(Pointing records)

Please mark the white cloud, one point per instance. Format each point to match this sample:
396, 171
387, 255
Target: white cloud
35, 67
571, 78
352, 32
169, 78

#### [Problem details]
Reproduce every line of the items above word for word, without changing anything.

#### [Task output]
Please mark the white cloud, one point per instance. Format each point to match this sample:
396, 171
387, 255
Target: white cloud
35, 67
571, 78
352, 32
169, 78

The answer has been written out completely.